**Task input**
%%

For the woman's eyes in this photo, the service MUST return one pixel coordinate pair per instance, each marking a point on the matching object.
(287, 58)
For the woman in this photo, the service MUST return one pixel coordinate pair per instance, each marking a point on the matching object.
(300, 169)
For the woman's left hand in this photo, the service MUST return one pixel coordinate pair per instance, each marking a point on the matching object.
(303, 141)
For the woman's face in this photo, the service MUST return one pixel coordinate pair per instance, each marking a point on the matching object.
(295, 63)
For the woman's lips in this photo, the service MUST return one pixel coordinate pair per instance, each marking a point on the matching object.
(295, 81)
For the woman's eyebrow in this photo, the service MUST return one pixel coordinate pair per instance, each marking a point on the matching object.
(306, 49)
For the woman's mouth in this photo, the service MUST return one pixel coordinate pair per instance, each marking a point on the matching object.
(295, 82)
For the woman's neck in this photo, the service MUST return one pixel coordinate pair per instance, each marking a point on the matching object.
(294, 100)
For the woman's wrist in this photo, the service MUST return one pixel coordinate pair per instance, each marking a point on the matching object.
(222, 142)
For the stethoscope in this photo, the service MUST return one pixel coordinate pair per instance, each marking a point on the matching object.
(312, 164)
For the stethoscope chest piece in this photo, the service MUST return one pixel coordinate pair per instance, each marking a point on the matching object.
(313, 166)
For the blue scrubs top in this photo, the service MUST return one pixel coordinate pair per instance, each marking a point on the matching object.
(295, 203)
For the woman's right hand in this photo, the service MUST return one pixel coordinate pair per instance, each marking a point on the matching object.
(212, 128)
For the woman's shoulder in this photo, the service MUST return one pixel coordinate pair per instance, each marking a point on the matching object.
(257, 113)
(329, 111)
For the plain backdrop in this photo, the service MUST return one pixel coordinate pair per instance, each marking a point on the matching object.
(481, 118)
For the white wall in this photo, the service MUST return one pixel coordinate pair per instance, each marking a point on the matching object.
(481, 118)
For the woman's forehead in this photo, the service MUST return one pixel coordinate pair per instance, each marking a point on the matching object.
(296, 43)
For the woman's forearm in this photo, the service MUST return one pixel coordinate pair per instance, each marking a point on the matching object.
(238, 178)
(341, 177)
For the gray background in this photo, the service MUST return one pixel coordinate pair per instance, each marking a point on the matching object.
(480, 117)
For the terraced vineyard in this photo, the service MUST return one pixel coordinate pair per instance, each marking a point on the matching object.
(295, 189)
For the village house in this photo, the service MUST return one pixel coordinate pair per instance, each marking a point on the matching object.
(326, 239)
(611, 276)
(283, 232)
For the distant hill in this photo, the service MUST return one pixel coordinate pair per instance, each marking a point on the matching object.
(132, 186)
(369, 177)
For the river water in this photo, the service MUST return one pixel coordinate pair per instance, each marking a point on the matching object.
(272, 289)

%%

**Set problem**
Go through the records above and set each one down exactly, please.

**Result below**
For the woman's eyes in this photo, the service MUST return one pixel coordinate pair per instance, each marking a point on the matching object.
(287, 58)
For the woman in this photo, the service MUST return one pixel coordinate pair per instance, each marking a point on the matching object.
(300, 169)
For the woman's left hand in this photo, the service MUST return one pixel coordinate pair per instance, each marking a point on the matching object.
(303, 141)
For the woman's face in this photo, the service MUST return one pixel coordinate pair per instance, each marking a point on the matching object.
(295, 63)
For the woman's lips in this photo, the service MUST return one pixel coordinate pair per instance, each marking a point on the matching object.
(295, 81)
For the woman's eyebrow in this photo, the service MUST return one pixel coordinate pair per instance, each marking a point on the matching object.
(306, 49)
For the woman's mouth in this photo, the service MUST return one pixel coordinate pair per instance, each marking a point on the matching object.
(295, 82)
For the woman's neck in this photo, the service MUST return one pixel coordinate pair per instance, each marking a point on the matching object.
(294, 100)
For the woman's wrist in this photo, the service MUST return one pixel coordinate pair per instance, each marking a point on the matching object.
(222, 142)
For the stethoscope in this photo, the service MUST return one pixel coordinate pair per instance, each marking a point on the matching object.
(312, 164)
For the stethoscope chest piece in this photo, the service MUST return one pixel coordinate pair per instance, each marking a point on the matching object.
(313, 166)
For the blue scrubs top in this photo, the service MUST return one pixel coordinate pair per instance, each marking a point on the matching object.
(295, 203)
For the woman's right hand in this photo, the service MUST return one pixel coordinate pair per instance, each marking a point on the matching object.
(212, 128)
For the woman's shoulder in this photo, the service MUST return one pixel coordinate pair per instance, each marking a point on the matching object.
(257, 113)
(329, 111)
For the plain backdrop in this photo, the service MUST return one pixel coordinate pair per instance, each marking a point on the matching object.
(481, 118)
For the white wall in this photo, the service MUST return one pixel coordinate pair per instance, each marking a point on the matching object.
(481, 118)
For the woman's forehead in this photo, the service MUST return one pixel coordinate pair per instance, each marking a point on the matching object.
(296, 43)
For the woman's forearm in this photo, the service MUST return one pixel coordinate pair per instance, each marking a point on the matching object.
(238, 178)
(341, 177)
For the gray background in this photo, the service MUST return one pixel coordinate pair per instance, each marking a point on the matching object.
(480, 117)
For the terraced vineyard in this photo, the service MUST return one pixel coordinate pair per instance, each marking a point on the matching object.
(295, 189)
For the village house in this photo, the service MUST return one pixel coordinate pair per instance, each marking a point on the matching object.
(326, 239)
(611, 276)
(283, 232)
For the distant hill in this photo, the service MUST return one pixel coordinate pair per instance, each marking a point on the matching object.
(132, 186)
(369, 177)
For the river water in this photo, the service MUST return one pixel coordinate pair per instance, each marking a point on the matching object.
(272, 289)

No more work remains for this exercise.